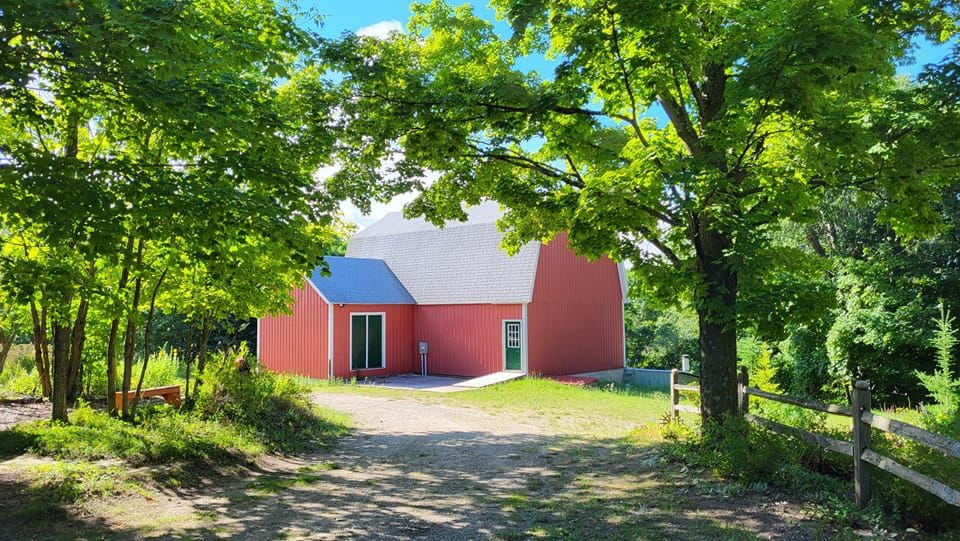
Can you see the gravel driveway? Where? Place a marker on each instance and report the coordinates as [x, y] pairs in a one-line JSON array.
[[426, 470]]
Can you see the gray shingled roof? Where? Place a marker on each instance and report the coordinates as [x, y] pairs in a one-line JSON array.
[[461, 264]]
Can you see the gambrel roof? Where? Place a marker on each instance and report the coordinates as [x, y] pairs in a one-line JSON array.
[[459, 264]]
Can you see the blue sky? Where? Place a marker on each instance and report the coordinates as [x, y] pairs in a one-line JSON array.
[[378, 17]]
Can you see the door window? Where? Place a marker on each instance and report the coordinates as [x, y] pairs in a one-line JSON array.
[[366, 341]]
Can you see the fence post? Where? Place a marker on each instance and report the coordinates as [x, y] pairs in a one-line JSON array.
[[674, 394], [861, 440], [743, 399]]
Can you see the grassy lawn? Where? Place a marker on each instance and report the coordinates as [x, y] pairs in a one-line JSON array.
[[596, 410]]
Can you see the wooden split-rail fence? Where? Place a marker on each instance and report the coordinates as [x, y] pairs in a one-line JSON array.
[[860, 449]]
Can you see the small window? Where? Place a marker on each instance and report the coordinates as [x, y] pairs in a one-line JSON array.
[[366, 341]]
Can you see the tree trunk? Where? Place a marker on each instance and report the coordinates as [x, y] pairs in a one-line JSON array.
[[6, 342], [41, 348], [717, 314], [201, 355], [146, 342], [188, 359], [61, 361], [78, 336], [114, 330], [130, 338]]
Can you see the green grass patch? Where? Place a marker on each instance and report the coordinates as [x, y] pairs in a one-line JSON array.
[[74, 482], [602, 409], [163, 436], [545, 397]]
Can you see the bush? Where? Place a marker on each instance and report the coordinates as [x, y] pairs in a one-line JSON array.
[[272, 405]]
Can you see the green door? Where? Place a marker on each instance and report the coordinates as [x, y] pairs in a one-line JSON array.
[[511, 341]]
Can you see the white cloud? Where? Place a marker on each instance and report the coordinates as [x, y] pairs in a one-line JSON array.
[[377, 210], [352, 213], [381, 30]]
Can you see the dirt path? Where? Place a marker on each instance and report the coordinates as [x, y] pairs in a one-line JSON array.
[[433, 471]]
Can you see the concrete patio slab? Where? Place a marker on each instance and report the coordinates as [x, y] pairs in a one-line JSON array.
[[440, 384], [489, 379], [416, 382]]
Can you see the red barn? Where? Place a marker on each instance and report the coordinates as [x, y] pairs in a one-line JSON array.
[[543, 310]]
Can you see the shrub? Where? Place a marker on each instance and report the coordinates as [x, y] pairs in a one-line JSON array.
[[943, 415], [272, 405]]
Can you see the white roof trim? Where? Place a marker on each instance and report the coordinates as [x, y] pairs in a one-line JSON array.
[[314, 287]]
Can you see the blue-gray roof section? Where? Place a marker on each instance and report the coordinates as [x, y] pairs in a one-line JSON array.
[[355, 280]]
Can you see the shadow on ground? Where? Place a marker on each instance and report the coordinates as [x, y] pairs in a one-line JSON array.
[[467, 485]]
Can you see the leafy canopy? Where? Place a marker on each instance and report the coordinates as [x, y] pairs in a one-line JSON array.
[[770, 105]]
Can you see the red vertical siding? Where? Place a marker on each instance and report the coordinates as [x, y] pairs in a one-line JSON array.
[[296, 343], [464, 339], [575, 321], [401, 348]]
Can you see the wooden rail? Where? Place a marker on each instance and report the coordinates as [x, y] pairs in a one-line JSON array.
[[860, 449]]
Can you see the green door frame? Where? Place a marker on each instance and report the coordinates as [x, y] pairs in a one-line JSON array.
[[512, 331]]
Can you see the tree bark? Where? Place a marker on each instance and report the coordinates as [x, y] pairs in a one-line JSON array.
[[130, 338], [146, 342], [6, 342], [78, 336], [41, 347], [61, 360], [717, 316], [114, 330], [188, 360], [202, 354]]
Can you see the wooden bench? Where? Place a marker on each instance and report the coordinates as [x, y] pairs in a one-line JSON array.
[[171, 395]]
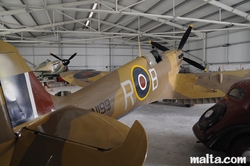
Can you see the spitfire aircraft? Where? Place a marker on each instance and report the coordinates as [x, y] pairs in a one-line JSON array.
[[81, 129]]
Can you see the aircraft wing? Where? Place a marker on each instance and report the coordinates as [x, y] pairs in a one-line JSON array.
[[82, 78], [203, 87], [73, 136]]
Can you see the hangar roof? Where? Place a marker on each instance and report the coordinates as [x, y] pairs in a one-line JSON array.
[[90, 21]]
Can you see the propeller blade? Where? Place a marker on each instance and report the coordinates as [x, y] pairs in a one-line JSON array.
[[159, 46], [185, 37], [55, 56], [65, 62], [195, 64], [72, 56]]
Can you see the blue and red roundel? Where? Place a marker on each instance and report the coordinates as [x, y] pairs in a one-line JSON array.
[[141, 82]]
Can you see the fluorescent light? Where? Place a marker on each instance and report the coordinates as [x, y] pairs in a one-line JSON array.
[[91, 13], [87, 23]]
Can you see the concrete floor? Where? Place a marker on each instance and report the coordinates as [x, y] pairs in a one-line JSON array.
[[169, 130]]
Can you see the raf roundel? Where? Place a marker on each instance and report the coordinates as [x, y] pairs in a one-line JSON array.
[[141, 81]]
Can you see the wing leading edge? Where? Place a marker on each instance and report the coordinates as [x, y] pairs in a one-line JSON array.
[[73, 136], [206, 85]]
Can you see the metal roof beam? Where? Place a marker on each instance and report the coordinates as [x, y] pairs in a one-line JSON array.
[[230, 9]]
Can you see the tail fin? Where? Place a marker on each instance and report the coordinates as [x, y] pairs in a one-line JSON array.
[[24, 95]]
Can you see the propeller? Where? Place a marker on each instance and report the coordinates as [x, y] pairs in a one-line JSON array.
[[181, 45], [64, 61], [159, 46]]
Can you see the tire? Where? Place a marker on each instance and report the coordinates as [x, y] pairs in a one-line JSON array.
[[240, 148]]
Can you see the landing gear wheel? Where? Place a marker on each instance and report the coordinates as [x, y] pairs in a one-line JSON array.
[[240, 148]]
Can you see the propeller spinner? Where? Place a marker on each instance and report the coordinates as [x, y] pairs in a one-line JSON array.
[[181, 45], [64, 61]]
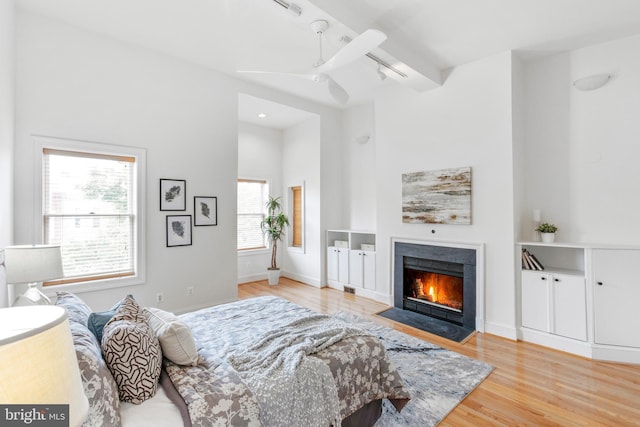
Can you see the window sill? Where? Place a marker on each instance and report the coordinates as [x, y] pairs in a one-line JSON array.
[[251, 252]]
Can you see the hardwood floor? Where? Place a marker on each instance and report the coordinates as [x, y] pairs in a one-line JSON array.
[[530, 386]]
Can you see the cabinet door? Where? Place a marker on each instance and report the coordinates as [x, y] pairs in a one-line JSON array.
[[343, 265], [535, 300], [332, 263], [616, 296], [369, 270], [569, 306], [356, 277]]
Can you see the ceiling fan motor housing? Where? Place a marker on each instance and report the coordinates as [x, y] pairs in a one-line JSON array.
[[319, 26]]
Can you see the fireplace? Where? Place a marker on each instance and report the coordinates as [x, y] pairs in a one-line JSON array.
[[436, 281]]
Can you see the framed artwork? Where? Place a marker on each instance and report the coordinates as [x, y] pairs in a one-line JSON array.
[[173, 194], [437, 197], [205, 210], [178, 230]]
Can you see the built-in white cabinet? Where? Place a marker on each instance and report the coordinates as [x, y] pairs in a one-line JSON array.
[[338, 264], [616, 297], [362, 269], [554, 303], [351, 260], [585, 301]]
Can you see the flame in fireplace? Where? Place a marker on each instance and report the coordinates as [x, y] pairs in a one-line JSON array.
[[440, 289]]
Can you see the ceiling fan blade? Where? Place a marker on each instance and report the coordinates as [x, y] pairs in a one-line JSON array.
[[355, 49], [337, 92]]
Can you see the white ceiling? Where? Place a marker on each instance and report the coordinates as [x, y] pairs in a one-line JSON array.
[[424, 37]]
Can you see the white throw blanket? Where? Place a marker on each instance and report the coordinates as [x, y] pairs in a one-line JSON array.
[[292, 388]]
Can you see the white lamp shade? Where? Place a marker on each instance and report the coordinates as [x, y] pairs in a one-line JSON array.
[[38, 363], [32, 263]]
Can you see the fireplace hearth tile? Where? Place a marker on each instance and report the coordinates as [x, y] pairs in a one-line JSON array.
[[428, 324]]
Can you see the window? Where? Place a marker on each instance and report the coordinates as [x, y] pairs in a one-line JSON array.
[[297, 218], [252, 195], [91, 207]]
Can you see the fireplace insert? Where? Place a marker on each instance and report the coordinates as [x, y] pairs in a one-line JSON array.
[[436, 281]]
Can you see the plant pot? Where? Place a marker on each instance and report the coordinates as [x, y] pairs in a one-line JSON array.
[[273, 275], [548, 237]]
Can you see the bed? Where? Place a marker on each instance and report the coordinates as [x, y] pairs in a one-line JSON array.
[[262, 361]]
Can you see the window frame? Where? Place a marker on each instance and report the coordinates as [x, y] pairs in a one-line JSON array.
[[291, 209], [40, 143], [262, 249]]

• Short exercise:
Could you arrange the material from its start through the line containing "[[459, 264]]" as a Markdown table with the columns Row and Text, putting a row number beside each line? Leave out blank lines and the pictures.

• Exercise solution:
| Row | Text |
|---|---|
| 1 | Can you see the gravel driveway? Where? Place a marker on each instance and report the coordinates as [x, y] pairs in a one-line JSON array. |
| 2 | [[426, 470]] |
| 3 | Can you see the gray shingled roof? Where? Place a marker on each instance and report the coordinates as [x, y] pairs in a one-line JSON array. |
| 4 | [[461, 264]] |
| 5 | Can you see the gambrel roof? Where? Place a marker on each instance and report the coordinates as [x, y] pairs in a one-line JSON array. |
| 6 | [[459, 264]] |